§ **Task**:
Restate all of the records below exactly. Do not carry over any image.

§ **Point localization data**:
»»
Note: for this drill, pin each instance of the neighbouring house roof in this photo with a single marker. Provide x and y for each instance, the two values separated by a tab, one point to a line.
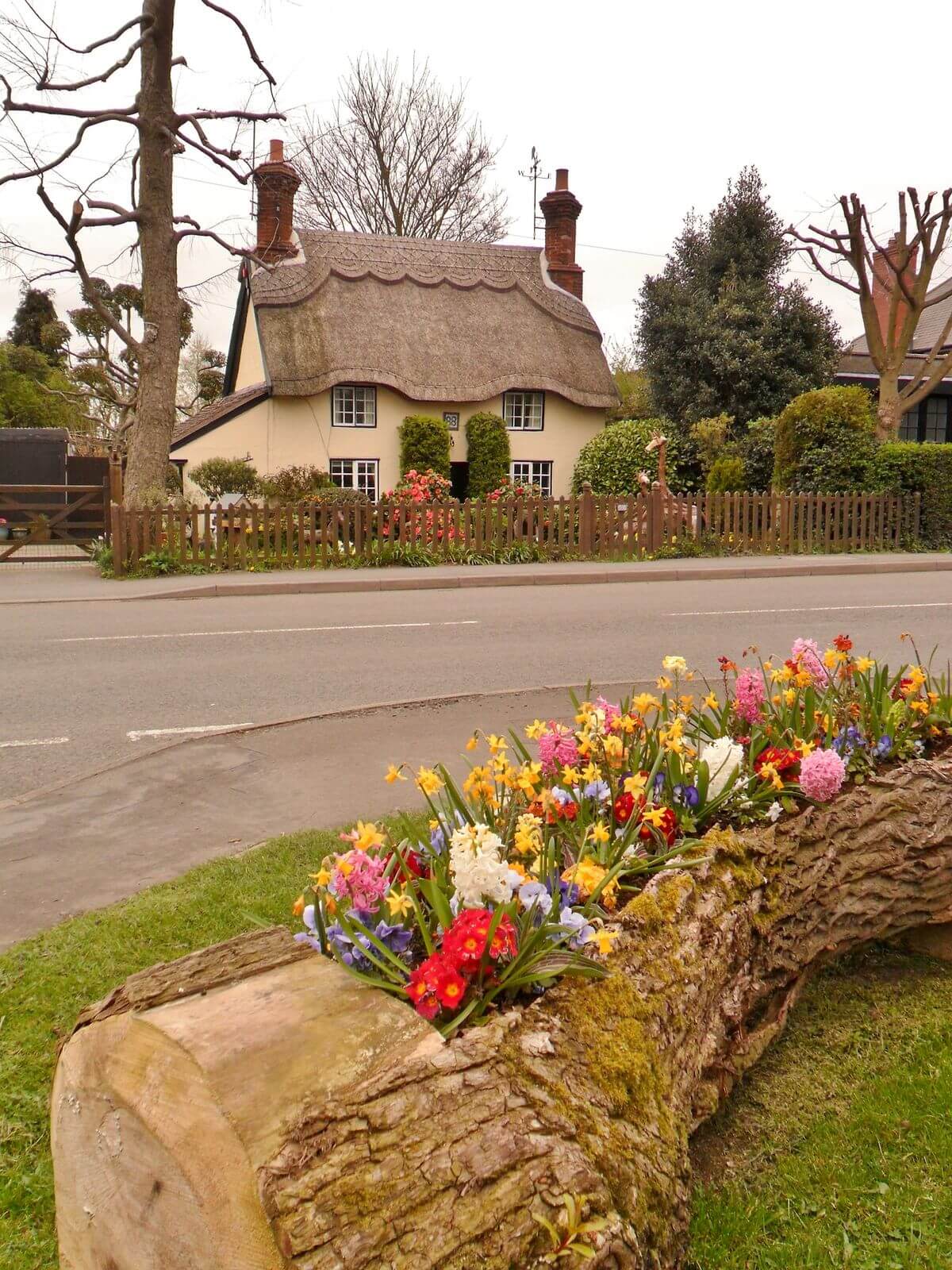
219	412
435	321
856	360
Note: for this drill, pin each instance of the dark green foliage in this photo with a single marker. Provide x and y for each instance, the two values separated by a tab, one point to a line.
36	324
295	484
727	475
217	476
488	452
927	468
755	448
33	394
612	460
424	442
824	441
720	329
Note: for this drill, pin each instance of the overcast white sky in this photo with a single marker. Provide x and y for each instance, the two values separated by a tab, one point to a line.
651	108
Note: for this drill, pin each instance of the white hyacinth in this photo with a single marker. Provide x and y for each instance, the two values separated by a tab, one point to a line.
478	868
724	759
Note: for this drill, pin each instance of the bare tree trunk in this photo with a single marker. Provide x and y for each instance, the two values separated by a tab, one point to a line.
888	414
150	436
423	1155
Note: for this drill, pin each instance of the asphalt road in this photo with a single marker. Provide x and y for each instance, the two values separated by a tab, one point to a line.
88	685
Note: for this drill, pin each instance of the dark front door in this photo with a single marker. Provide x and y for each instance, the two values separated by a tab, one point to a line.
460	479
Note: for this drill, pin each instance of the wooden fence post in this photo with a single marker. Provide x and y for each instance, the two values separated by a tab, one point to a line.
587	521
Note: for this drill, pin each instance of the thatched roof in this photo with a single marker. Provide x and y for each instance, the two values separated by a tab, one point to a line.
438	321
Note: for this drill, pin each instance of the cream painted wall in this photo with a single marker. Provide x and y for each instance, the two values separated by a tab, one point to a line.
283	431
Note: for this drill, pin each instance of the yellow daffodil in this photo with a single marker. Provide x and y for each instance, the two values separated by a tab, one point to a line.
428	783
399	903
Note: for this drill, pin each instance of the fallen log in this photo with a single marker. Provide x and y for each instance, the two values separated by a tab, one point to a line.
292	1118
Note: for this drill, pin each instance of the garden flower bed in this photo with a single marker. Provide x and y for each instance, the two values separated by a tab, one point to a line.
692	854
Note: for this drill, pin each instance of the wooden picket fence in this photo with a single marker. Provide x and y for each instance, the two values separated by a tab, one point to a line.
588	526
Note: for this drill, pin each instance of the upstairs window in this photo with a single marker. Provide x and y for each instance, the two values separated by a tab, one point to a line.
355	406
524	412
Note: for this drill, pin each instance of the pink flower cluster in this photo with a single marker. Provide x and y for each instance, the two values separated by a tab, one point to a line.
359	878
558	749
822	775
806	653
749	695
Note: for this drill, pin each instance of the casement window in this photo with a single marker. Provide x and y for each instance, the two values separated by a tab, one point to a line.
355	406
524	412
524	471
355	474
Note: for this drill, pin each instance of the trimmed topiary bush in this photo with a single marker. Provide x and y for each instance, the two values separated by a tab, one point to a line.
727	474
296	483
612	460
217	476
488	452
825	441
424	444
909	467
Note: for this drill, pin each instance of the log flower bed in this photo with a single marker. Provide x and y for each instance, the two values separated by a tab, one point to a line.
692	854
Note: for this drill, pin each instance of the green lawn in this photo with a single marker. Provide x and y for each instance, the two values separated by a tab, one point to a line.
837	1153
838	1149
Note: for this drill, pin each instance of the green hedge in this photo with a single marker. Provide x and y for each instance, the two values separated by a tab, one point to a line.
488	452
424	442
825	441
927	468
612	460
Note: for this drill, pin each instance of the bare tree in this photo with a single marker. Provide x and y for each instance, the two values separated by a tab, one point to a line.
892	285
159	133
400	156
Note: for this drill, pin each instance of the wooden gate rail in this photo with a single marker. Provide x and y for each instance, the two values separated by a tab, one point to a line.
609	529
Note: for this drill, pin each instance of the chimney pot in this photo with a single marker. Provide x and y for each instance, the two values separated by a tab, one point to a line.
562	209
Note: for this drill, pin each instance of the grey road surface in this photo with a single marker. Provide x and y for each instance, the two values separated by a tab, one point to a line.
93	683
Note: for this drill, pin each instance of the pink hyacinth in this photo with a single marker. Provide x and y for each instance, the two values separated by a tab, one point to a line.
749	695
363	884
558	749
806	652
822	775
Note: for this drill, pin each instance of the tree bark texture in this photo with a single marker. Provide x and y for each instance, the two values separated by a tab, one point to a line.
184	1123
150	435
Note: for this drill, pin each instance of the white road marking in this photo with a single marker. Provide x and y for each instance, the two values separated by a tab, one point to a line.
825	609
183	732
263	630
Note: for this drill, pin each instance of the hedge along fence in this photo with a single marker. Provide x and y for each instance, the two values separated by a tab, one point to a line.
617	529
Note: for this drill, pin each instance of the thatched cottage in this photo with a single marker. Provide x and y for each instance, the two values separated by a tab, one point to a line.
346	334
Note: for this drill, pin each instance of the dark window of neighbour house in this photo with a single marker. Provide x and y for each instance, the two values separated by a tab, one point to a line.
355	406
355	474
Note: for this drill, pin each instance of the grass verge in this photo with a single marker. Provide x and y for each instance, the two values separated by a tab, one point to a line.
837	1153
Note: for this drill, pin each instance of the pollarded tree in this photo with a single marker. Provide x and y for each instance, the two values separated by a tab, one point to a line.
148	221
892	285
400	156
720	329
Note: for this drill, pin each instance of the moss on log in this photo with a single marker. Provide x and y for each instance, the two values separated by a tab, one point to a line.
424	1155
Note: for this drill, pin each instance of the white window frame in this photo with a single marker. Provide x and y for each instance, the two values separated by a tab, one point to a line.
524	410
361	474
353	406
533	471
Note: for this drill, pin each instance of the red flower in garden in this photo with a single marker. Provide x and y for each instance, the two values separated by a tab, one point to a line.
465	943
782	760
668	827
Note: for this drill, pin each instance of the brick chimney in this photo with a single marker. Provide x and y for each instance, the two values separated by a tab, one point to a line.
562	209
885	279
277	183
««
§ **Reply**:
Note: for this drill, pin each instance of the neighbouring house roof in this photo with a single marker. Provide x and y for each instance, the two values separated by a tab, one point to a line.
219	412
435	321
856	360
Note: for this drill, pin each instance of the dark green foliage in this photo with a single marker. Provide x and y for each instance, the two values separated by a tab, one point to a line.
36	324
295	484
727	475
217	476
488	452
927	468
755	448
33	394
612	460
424	442
824	441
720	329
Note: for this drill, pin each instance of the overcast white sky in this photo with a single marker. Provide x and y for each instance, the two values separated by a tab, one point to a line.
651	108
Note: for this drill, pin each instance of the white hyacinth in this photo with a single marker. Provide x and y for each instance, the two values separated by a tab, one point to a line.
478	868
724	759
Note: for this drill, pin each instance of the bare tree trunk in this photo with a single marker. Provide x and y for each instance, the two values separated by a tab, one point to a line.
888	414
150	436
423	1155
Note: for this drill, pin each instance of the asphalt road in this photo with a single marker. Provide x and y for each instance, the two values separated by a tab, one point to a line.
88	685
Note: for this drill, pin each instance of the dark front door in this photo with a single marker. Provide x and y for each instance, the two values separated by a tab, one point to a line.
460	479
Note: for this drill, pin each instance of the wooden fence post in this photo with a single marker. Provide x and y for each instance, the two values separated by a tab, one point to a line.
587	521
Note: for this drill, pin each instance of the thatched roof in this photo with a single marker. Provide x and y for each instance, the two values separated by a tab, one point to a line.
438	321
Note: for this drill, pin each instance of the cream painted wall in this photo with a single marker. Provide x and y for each instance, the two values separated by a tab, one point to a line.
283	431
Note: for this drill, pin each instance of the yellow daffodil in this photo with a single marker. Provide x and y for each instance, the two values separated by a tab, one point to a line.
428	783
399	903
Note: for this drill, pin each instance of the fallen log in this photo with a single marker. Provide x and y for each instance, the two values separated by a tab, one point to a line.
292	1118
Note: for this drill, pin each instance of the garden flower bed in this photo with a single marker. Provide x and y for each instance, the two values separated by a tab, one point to a line.
692	854
Note: for this drill, pin each instance of the wooden picket fence in this photo with a single marker. Provide x and y for each instance, the two values separated by a tab, one point to a line.
588	526
Note: for this drill, pin each instance of the upstairs window in this photo with a single marker. Provide x and y for each instance, the two values separated by a tab, one point to a line.
355	406
524	412
Note: for this drill, pin each instance of the pink flower cluster in this photo with a single marker. Provide x and y for each instance, the two values separated by a tab, one point to a line.
359	878
558	749
822	775
806	653
749	695
Note: for this drill, pin each instance of the casement window in this photo with a single marker. Provide x and y for each instance, the two values separated by a tab, one point to a line.
355	406
524	412
524	471
355	474
Note: for this drill, pin each instance of the trimmed topiary bush in this photo with a single marker. Provide x and y for each instance, the two values separated by a tab, one point to a line.
727	474
296	483
612	460
217	476
488	452
825	441
424	444
909	467
Note: for this drill, pin each instance of the log flower bed in this photo with a single marker. Provide x and y for each instance, the two values separated by a tab, one point to a line.
692	854
Note: for this drill, pin each instance of the green lawn in this photo with a single marker. Provide x and y for each instance, the two values separated by a tab, one point to a line.
837	1153
838	1149
Note: for this drill, pin each instance of the green hedge in this photo with a single marker. Provide x and y for each instance, the two values separated by a tab, one point to a line.
488	452
424	442
825	441
927	468
612	460
Note: for this drill, pin each instance of the bare tree in this photo with a single marker. Provide x and y for each instance, the two values separated by a tab, one point to a line.
892	285
159	133
400	156
Note: for this drill, pin each instance of the wooden gate rail in this photo with a single marker. Provide x and y for each instance, the two values separated by a tab, one point to a line.
609	529
Note: for this drill, pin each instance of the chimney pot in this photo with a single marker. Provide x and y for each instance, the two values separated by a tab, one point to a line.
562	209
Note: for this drill, pin each instance of the grey road surface in this photo with a single marker. Provide x and y for each instance, the two values separated by a tab, one point to a line.
93	683
Note: for this drill, pin each instance of the pink hyacinth in this photo with a single marker. Provide x and y for each instance, the two values separated by a tab, one point to a line.
749	695
363	884
558	749
806	652
822	775
Note: for this drill, pin each instance of the tree bark texture in this photo with a single marker. Provide x and y for each instance, the two values separated by a tab, one point to a line.
184	1123
150	435
Note: for this drill, pin each instance of the white road marking in this photo with a single marker. Provide x and y for each instance, the two values separated by a tab, one point to a line.
825	609
183	732
263	630
Note: for this drill, pin each instance of the hedge along fence in this photo with a single marker. Provide x and y for each instance, the two values separated by a tab, one point to a line.
617	529
Note: for this drill, pin each instance of the thatched cottage in this photo with a single marker. Provide x and y for each instance, the two values separated by a tab, one point to a line.
346	334
Note: for this drill, pin each instance of the dark window of neighbour house in this photo with a single marker. Provide x and y for each instance, the two values separated by a tab, one point to a line.
355	406
355	474
Note: for this drill, pin each instance of the grass verge in this photo with a single marker. Provide x and y for each instance, the two values separated by a tab, one point to a line.
837	1153
Note: for this drill, pin each instance of the pollarded tree in this photo with a single marker. Provide x and y for each instance, the two values separated by a tab, one point to a line.
148	221
892	285
400	156
720	329
Note: for this drill, pin each instance of the moss on log in this photo with a single marker. Provide x and y for each instance, the two values separated by a tab, one point to a line.
424	1155
Note: for this drill, pin each instance of the white window frame in this photo with a single marker. Provide x and y for each instance, the two values separated by a tab, one point to a line.
524	410
361	474
353	406
533	471
Note: for this drill, pin each instance of the red flower in garden in this photo with a single marker. Provide x and y for each instance, the two values separated by a tab, one point to a line.
465	943
782	760
668	827
Note: for this drill, pin each instance of the brick chimney in this photo with a single marker. Provide x and y for each instance, the two values separated by a tab, one point to a line.
562	209
885	279
277	183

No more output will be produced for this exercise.